◆ Required action
Translate this sentence from the passage on second class citizenship in Canada into French: "If you are convicted of a terrorism-related offence in Canada or abroad, your citizenship can be taken away."

◆ Provided passage
=-=-=-=-=

Second Class Citizenship in Canada: through the Eyes of a Second Class Citizen
“It’s official – second class citizenship goes into effect.” – British Columbia Civil Liberties Association (“BCCLA”), regarding Bill C-24 (now law).
I am always skeptical of strong words. More than half the time, they are hyperbole intended to deceive. I was skeptical of these words, too. So I went straight to the source: the Citizenship Act, RSC, 1985, c C-29 [Citizenship Act].
It turned out that, in my humble opinion, at least, the BCCLA is right to call the new regime dual class citizenship, and it is right to, together with the Canadian Association of Refugee Lawyers (“CARL”), launch a constitutional challenge. There are three categories of insidious changes: terrorism-related offences, “intent to reside,” and changes in the revocation appeal process.
For the terrorists
If you are convicted of a terrorism-related offence in Canada or abroad, your citizenship can be taken away.
Why we should all be worried: let’s leave aside the dubious proposition that revocation of citizenship is a necessary and desirable penalty for terrorism. While I have approximately zero plans to be even remotely connected or connectable to terrorist activity, my very real fear is that one day I will need to travel to a country with questionable human rights practices (say, even, the country I’m from). And then I will look at somebody wrong. ‘Lo and behold, I’ll be a convicted terrorist and no longer a citizen of the True North Strong and Free, which, for all intents and purposes, I consider to be my homeland. After all, the Citizenship Act has no provisions for situations of foreign human rights abuses.
This was, in fact, such a real fear in the case of Mohamed Fahmy—a Canadian-born journalist convicted of terrorism-related offences in Egypt—that the NDP extracted a promise from Harper’s government that the new law would not be applied to him when it goes into effect.

=-=-=-=-=

◆ Dataset content

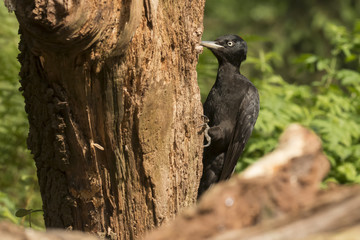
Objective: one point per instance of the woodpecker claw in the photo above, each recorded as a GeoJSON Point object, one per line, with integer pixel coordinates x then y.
{"type": "Point", "coordinates": [206, 131]}
{"type": "Point", "coordinates": [207, 136]}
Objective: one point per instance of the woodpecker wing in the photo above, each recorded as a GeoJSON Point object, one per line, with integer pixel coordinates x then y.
{"type": "Point", "coordinates": [245, 121]}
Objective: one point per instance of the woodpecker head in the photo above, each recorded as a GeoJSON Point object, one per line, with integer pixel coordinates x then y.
{"type": "Point", "coordinates": [228, 49]}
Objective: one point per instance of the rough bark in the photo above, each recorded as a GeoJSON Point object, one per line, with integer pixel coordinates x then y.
{"type": "Point", "coordinates": [113, 105]}
{"type": "Point", "coordinates": [276, 198]}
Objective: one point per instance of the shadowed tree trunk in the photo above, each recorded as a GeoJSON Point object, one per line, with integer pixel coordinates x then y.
{"type": "Point", "coordinates": [113, 105]}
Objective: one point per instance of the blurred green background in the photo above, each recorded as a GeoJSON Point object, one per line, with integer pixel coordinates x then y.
{"type": "Point", "coordinates": [303, 57]}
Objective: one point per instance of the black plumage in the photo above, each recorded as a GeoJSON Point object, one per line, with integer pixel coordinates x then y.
{"type": "Point", "coordinates": [232, 108]}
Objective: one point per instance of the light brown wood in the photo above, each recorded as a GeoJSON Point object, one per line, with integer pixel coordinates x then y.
{"type": "Point", "coordinates": [114, 108]}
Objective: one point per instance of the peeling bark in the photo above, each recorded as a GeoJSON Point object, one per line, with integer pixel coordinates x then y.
{"type": "Point", "coordinates": [113, 105]}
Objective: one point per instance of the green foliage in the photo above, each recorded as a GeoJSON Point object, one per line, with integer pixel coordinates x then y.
{"type": "Point", "coordinates": [327, 101]}
{"type": "Point", "coordinates": [18, 183]}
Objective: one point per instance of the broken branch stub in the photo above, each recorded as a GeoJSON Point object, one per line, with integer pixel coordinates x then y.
{"type": "Point", "coordinates": [70, 27]}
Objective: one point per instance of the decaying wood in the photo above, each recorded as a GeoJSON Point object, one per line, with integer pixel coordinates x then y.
{"type": "Point", "coordinates": [12, 232]}
{"type": "Point", "coordinates": [282, 185]}
{"type": "Point", "coordinates": [114, 107]}
{"type": "Point", "coordinates": [284, 202]}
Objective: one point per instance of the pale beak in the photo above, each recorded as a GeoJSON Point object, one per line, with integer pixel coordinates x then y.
{"type": "Point", "coordinates": [211, 45]}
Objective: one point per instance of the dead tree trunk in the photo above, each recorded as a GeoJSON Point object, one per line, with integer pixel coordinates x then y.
{"type": "Point", "coordinates": [113, 105]}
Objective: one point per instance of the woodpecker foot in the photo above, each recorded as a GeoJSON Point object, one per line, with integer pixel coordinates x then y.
{"type": "Point", "coordinates": [206, 130]}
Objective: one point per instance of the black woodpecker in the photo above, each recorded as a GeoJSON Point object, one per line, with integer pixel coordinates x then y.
{"type": "Point", "coordinates": [231, 107]}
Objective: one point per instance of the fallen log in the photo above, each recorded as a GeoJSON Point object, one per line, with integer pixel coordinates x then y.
{"type": "Point", "coordinates": [278, 197]}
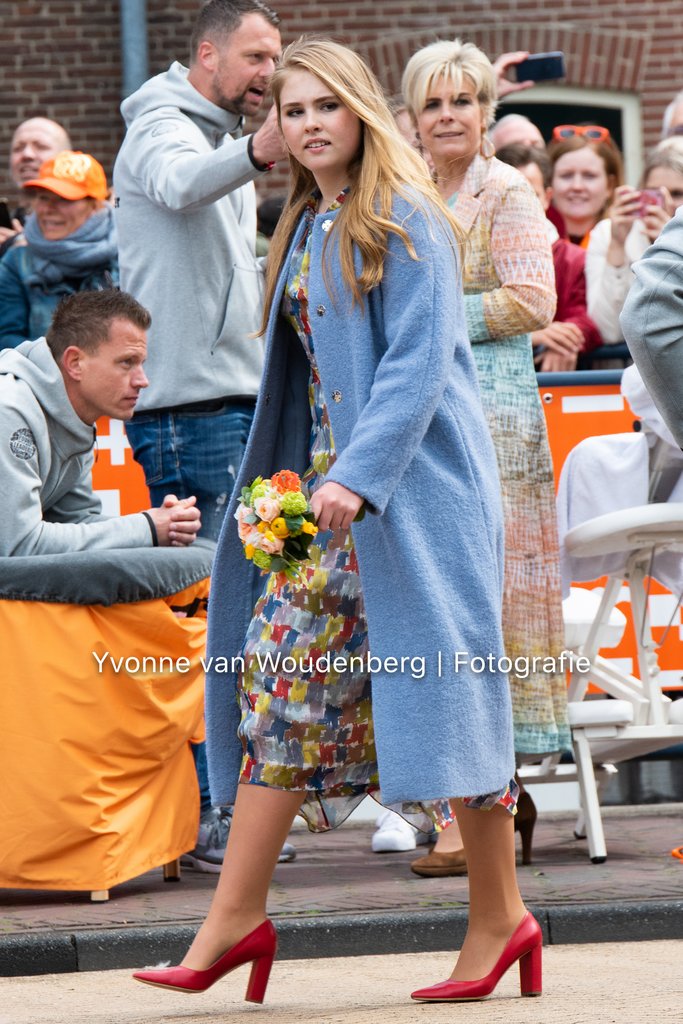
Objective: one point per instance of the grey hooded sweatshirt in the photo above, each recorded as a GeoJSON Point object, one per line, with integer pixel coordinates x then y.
{"type": "Point", "coordinates": [186, 226]}
{"type": "Point", "coordinates": [49, 506]}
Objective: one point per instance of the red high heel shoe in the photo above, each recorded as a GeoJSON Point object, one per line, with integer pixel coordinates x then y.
{"type": "Point", "coordinates": [257, 948]}
{"type": "Point", "coordinates": [523, 945]}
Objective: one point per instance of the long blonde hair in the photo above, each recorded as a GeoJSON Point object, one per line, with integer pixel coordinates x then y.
{"type": "Point", "coordinates": [384, 165]}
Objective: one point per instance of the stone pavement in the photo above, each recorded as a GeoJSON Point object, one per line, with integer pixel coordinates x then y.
{"type": "Point", "coordinates": [338, 898]}
{"type": "Point", "coordinates": [624, 983]}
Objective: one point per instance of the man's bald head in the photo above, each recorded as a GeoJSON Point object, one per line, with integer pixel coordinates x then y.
{"type": "Point", "coordinates": [35, 141]}
{"type": "Point", "coordinates": [515, 129]}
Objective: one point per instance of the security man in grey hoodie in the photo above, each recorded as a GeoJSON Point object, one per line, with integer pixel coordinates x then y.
{"type": "Point", "coordinates": [186, 225]}
{"type": "Point", "coordinates": [652, 323]}
{"type": "Point", "coordinates": [51, 393]}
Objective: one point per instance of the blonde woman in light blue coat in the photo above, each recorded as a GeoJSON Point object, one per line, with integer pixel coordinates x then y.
{"type": "Point", "coordinates": [371, 396]}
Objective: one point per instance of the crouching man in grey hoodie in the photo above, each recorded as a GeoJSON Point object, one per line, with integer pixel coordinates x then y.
{"type": "Point", "coordinates": [51, 393]}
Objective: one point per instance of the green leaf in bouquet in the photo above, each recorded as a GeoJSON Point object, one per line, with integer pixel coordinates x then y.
{"type": "Point", "coordinates": [294, 523]}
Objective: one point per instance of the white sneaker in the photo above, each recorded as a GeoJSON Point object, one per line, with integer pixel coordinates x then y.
{"type": "Point", "coordinates": [395, 835]}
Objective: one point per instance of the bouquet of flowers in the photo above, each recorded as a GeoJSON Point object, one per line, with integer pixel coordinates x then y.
{"type": "Point", "coordinates": [275, 524]}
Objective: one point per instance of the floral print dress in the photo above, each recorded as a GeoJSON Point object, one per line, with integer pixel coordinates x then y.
{"type": "Point", "coordinates": [312, 730]}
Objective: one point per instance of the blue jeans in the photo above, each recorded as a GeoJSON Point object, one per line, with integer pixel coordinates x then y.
{"type": "Point", "coordinates": [198, 454]}
{"type": "Point", "coordinates": [194, 453]}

=-=-=-=-=

◆ Final answer
Si vous êtes reconnu coupable d'une infraction liée au terrorisme au Canada ou à l'étranger, votre citoyenneté peut vous être retirée.